_Exercise objective_
Word for word, write out all of the entries that follow.

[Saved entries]
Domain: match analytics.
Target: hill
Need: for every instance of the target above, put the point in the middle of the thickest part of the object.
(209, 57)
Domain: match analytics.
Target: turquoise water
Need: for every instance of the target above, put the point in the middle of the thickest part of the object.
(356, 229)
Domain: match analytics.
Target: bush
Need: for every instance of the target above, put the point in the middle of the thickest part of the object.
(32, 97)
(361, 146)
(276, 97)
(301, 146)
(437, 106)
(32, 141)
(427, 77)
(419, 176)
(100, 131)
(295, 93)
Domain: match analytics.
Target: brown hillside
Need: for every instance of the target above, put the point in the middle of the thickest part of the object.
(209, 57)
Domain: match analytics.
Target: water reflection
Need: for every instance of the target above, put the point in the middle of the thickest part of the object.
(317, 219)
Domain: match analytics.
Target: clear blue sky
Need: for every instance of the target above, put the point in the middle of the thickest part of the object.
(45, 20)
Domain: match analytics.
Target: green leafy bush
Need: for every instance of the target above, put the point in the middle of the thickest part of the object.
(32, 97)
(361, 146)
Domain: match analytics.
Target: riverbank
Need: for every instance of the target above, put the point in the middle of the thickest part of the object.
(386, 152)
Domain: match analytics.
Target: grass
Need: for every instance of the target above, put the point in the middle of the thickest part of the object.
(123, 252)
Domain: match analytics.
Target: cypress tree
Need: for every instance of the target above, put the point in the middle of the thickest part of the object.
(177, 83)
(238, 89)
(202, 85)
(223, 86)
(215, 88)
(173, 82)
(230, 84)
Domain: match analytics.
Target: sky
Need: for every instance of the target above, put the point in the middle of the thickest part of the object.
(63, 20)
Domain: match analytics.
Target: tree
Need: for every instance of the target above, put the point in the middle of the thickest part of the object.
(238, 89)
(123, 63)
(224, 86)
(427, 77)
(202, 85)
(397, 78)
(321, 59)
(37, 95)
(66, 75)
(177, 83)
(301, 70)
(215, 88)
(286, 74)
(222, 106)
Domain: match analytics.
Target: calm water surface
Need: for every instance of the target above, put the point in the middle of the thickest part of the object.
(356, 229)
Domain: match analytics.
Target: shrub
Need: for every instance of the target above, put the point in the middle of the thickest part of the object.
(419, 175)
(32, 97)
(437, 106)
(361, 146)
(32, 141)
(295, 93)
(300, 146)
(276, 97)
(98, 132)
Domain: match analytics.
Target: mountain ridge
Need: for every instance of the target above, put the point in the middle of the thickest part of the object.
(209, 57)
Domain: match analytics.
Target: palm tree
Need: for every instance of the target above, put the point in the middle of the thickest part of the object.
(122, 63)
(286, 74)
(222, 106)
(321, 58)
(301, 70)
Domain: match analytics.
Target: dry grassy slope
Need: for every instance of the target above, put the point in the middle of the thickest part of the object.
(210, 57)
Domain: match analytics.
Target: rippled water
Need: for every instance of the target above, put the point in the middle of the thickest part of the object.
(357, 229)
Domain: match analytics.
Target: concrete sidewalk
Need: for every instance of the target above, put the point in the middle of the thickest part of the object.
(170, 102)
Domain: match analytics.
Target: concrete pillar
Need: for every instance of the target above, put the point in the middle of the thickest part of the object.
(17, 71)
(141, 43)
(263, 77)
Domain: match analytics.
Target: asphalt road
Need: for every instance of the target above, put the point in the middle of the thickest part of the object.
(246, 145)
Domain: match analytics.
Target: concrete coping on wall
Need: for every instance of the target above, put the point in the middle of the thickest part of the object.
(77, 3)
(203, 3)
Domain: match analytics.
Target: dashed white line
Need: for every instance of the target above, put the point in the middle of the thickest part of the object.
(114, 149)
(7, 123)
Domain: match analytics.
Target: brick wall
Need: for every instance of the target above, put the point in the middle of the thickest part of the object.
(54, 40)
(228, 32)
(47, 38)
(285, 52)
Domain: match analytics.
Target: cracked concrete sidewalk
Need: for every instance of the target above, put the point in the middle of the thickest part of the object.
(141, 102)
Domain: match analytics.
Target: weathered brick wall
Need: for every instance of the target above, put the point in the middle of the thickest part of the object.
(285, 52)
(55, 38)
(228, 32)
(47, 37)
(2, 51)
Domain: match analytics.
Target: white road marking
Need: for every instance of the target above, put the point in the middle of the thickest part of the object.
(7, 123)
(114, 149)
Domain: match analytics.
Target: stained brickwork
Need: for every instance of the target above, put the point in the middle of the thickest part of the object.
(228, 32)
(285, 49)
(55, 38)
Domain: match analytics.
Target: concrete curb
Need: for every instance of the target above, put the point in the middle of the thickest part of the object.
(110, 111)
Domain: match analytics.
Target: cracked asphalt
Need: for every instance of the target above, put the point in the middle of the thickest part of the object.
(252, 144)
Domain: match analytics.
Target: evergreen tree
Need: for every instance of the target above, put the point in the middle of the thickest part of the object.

_Response for this exercise_
Domain: match analytics.
Target: hill
Need: for every instance of the target above, put the point in the middle of the thickest part of the object.
(209, 57)
Domain: match analytics.
Target: turquoise water
Need: for every instance of the target above, put the point in the middle of the thickest part of the object.
(356, 229)
Domain: match analytics.
Target: bush
Need: for every instance of the target above, put the point in the middle of the thickest part of the object.
(32, 97)
(361, 146)
(276, 97)
(301, 146)
(437, 106)
(32, 141)
(427, 77)
(419, 176)
(100, 131)
(295, 93)
Domain: match analytics.
Target: brown hillside
Need: for every instance of the target above, put the point in the middle of the thickest part of the object.
(209, 57)
Domain: match analytics.
Target: water reflection
Need: for every instance of the target above, put the point in the middle of the thickest part of the object.
(317, 219)
Domain: match analytics.
Target: clear blue sky
Need: for every instance of the target above, put the point in the middle of the thickest part of the object.
(45, 20)
Domain: match analytics.
Target: green leafy bush
Need: for every instance of the target above, put the point in the middle of the thickest part of the object.
(32, 97)
(361, 146)
Domain: match analytics.
Target: riverbank
Need: for every instance of the target above, put the point in the middle of the thickest part of the object.
(386, 152)
Domain: match analytics.
Target: grass
Need: for every instance of the target above, put the point in the middle of the thickest part of the object.
(123, 252)
Domain: match analytics.
Target: cypress tree
Need: for every instance of the target above, put the point in the middle of the thickest part of the object.
(177, 83)
(238, 89)
(202, 85)
(223, 86)
(215, 88)
(173, 82)
(230, 84)
Domain: match analytics.
Target: sky
Need: for every instance of the target above, put the point in the middle of the thickest part of the object.
(63, 20)
Domain: match analytics.
Target: tree
Need: for every instance of the target above, put the point in the middle of the thickest part of the object.
(238, 89)
(123, 63)
(224, 86)
(427, 77)
(202, 85)
(397, 78)
(321, 59)
(37, 95)
(66, 75)
(177, 83)
(301, 70)
(215, 88)
(286, 74)
(222, 106)
Domain: match analytics.
Target: calm water surface
Need: for every instance of the target above, put the point in the middle of the thickest part of the object.
(356, 229)
Domain: match analytics.
Target: shrub
Need: for every instance of the target above, put the point in the middle of the thickest part of the object.
(419, 175)
(32, 97)
(437, 106)
(361, 146)
(32, 141)
(295, 93)
(300, 146)
(276, 97)
(98, 132)
Domain: match analytics.
Target: mountain ridge
Need: for every instance of the target above, put the point in the middle of the thickest part of the object.
(209, 57)
Domain: match analytics.
Target: palm tree
Need: for every instance of the target above, put the point in the middle of the thickest part of the object.
(122, 63)
(286, 74)
(222, 106)
(321, 58)
(301, 70)
Domain: match analytics.
Target: dry grassy slope
Need: for every instance of the target above, put the point in the middle of the thickest part of the object.
(210, 57)
Domain: match analytics.
Target: rippled water
Need: for every instance of the target above, put the point in the middle of the thickest part of the object.
(357, 229)
Domain: match analytics.
Target: concrete sidewalk
Need: for every instance of the target above, put the point in the middle of the thickest part of the object.
(170, 102)
Domain: match analytics.
Target: concrete pillar
Need: for every instance of the target above, put the point in the middle of the thickest part of the object.
(17, 71)
(141, 43)
(263, 77)
Domain: match analytics.
Target: asphalt road
Need: for every instance of the target above, put the point in the middle of the thickest part of the object.
(246, 145)
Domain: match analytics.
Target: concrete coping on wall
Need: for every instance of the target above, put the point in the middle of the thickest part of the object.
(77, 3)
(203, 3)
Domain: match analytics.
Target: dashed white line
Need: for every instance of the target above, put the point in the middle of the thickest part of the object.
(114, 149)
(7, 123)
Domain: match analytics.
Target: brick wall
Need: for every instance of the target above, put the point in the middle of the thickest part of the object.
(54, 40)
(228, 32)
(47, 38)
(285, 52)
Domain: match analytics.
Target: cracked concrete sidewalk
Need: for every instance of the target above, put the point in the middle of the thickest part of the object.
(141, 102)
Domain: match analytics.
Target: weathered brick wall
Need: for every instance of the target above, put the point in the middle of the thickest part of the object.
(285, 52)
(55, 38)
(228, 32)
(47, 37)
(2, 51)
Domain: match analytics.
Target: white road marking
Need: for every instance of the target above, put the point in the middle of the thickest part of the object.
(7, 123)
(114, 149)
Domain: match analytics.
Target: stained brickwork
Need: for every instance of the target above, put the point in the middle of the thickest part of the object.
(228, 32)
(285, 49)
(55, 38)
Domain: match analytics.
Target: concrete curb
Need: for every instance of the target above, put the point in the middle of the thickest part of the object.
(110, 111)
Domain: match analytics.
Target: cracked asphalt
Need: for every instance of the target above, put the point in the middle of the thickest part of the object.
(252, 144)
Domain: match analytics.
Target: evergreen tree
Need: for every instance of the target above, put the point in the middle of the thickest part of the object.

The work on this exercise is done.